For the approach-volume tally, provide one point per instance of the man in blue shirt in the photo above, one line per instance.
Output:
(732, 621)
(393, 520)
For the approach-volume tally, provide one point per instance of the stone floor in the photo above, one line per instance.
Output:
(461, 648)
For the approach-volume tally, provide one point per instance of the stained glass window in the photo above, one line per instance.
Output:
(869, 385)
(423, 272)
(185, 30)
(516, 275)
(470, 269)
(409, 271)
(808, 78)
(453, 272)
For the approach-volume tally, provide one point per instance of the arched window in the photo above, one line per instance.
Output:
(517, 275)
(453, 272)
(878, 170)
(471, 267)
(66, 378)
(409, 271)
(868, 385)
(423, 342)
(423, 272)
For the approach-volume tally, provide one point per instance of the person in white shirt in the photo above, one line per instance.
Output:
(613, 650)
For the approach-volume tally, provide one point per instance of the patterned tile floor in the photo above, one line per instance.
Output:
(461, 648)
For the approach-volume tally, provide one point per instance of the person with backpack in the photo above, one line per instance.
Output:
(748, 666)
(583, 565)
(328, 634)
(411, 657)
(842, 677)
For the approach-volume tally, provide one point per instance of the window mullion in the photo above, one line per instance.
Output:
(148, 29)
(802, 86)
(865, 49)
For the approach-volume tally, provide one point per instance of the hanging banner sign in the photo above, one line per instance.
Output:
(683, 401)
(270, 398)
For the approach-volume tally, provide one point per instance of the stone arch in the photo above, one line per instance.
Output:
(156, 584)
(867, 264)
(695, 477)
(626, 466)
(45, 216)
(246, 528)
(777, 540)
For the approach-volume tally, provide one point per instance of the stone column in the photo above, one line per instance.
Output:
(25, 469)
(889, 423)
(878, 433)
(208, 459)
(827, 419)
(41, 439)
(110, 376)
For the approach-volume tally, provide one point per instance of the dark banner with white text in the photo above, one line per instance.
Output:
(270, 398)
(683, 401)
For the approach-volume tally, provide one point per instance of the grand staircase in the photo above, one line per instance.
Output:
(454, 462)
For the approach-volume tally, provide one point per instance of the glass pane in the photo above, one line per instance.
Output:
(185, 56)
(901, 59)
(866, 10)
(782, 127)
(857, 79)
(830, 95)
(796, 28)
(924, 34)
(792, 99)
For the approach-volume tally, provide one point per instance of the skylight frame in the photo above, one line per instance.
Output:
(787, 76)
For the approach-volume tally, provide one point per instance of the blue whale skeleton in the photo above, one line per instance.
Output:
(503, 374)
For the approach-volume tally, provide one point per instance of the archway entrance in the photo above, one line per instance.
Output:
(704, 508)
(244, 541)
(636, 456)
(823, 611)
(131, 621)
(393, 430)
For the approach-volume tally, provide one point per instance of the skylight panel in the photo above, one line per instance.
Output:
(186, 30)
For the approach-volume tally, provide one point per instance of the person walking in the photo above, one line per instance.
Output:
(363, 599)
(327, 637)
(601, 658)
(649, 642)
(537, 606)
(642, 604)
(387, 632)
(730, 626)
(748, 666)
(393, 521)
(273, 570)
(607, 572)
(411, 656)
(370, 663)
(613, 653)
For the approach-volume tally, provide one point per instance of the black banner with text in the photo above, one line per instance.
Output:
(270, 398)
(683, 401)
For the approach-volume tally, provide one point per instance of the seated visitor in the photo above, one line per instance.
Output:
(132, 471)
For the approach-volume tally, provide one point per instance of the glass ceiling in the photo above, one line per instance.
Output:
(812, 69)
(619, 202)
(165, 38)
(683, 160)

+===+

REQUIRED TASK
Go through the listing and copy all of it exactly.

FULL RESPONSE
For the approach-volume tally, provide one point per instance of the man in blue shirt in the photo above, one line per instance.
Output:
(732, 621)
(393, 520)
For the approach-volume tally, provide one point per instance of the stone floor in the photo above, one line per instance.
Output:
(461, 648)
For the approach-volume tally, provide one point per instance of the stained glass window in the photo above, one line per instance.
Output:
(869, 385)
(423, 272)
(185, 30)
(516, 275)
(470, 269)
(409, 271)
(808, 78)
(453, 272)
For the approach-volume tally, provide one point per instance of the arched window in the photo above, one line per instance.
Output:
(517, 275)
(453, 272)
(878, 170)
(471, 267)
(66, 378)
(409, 271)
(868, 385)
(423, 342)
(423, 272)
For the approach-volume tally, provide one point per instance of the person in white shirt in the photo above, one line per instance.
Output:
(613, 650)
For the approach-volume tally, provide one point per instance of the patterned tile floor in the photo above, one line per instance.
Output:
(461, 648)
For the approach-volume tally, provide one point per instance of the person with backpack in the photo above, one line per instance.
Output:
(748, 666)
(583, 565)
(328, 634)
(411, 657)
(842, 677)
For the approach-volume tally, provide one point per instance of the window mullion in the photo above, one line per instance.
Output:
(148, 29)
(802, 86)
(865, 49)
For the approach-volume tally, provide one point per instance of the hanging banner sign in the photo above, one line per instance.
Output:
(683, 401)
(270, 398)
For the approach-volume tally, provide one point per instance of the stone arch in the photo above, one line per instance.
Output:
(156, 584)
(867, 264)
(695, 477)
(626, 466)
(45, 216)
(246, 528)
(777, 540)
For the approach-volume tally, provide one point per instance of the stone column in the photo above, one line per instance.
Output:
(25, 469)
(889, 423)
(878, 433)
(208, 459)
(827, 419)
(41, 439)
(110, 376)
For the approach-volume tally, provide one point per instance of the dark banner with white text in the photo above, one line per instance.
Output:
(270, 398)
(683, 401)
For the approach-volume tally, provide one point per instance of the grand staircase in the photo above, one line per instance.
Output:
(454, 462)
For the approach-volume tally, provide one point per instance of the glass pane in the photo above, one line per instance.
Output:
(185, 56)
(901, 59)
(866, 10)
(782, 127)
(857, 79)
(830, 95)
(796, 28)
(924, 34)
(792, 99)
For the approach-volume tally, provide one point per instance of the skylight frame in the photo above, one line per instance.
Output:
(787, 76)
For the approach-volume tally, provide one point per instance of the blue whale skeleton in the photo above, one line per instance.
Output:
(503, 374)
For the approach-volume tally, provide one point per instance of the archway entrance in the photo above, one line per instance.
Output:
(704, 508)
(244, 541)
(636, 456)
(823, 611)
(131, 621)
(393, 430)
For the approach-volume tally, provide one point per instance of the skylight panel in the photo above, one line per instance.
Output:
(186, 30)
For the approach-volume tally, provide one point per instance of the person walking in the photo above, one line per instance.
Output:
(363, 599)
(327, 637)
(601, 658)
(649, 642)
(537, 606)
(642, 604)
(387, 632)
(730, 626)
(748, 666)
(393, 521)
(273, 570)
(607, 572)
(411, 656)
(370, 663)
(613, 653)
For the approach-volume tally, provide one point per instance of the black banner with text in the photo above, one line per instance.
Output:
(270, 398)
(683, 401)
For the approach-volume tally, provide one point per instance of the seated visitor in the photo above, one line per instance.
Output:
(132, 471)
For the approach-volume tally, provide one point per instance of the glass ceiling in the photo above, one line per instance.
Output:
(812, 69)
(619, 202)
(165, 38)
(683, 160)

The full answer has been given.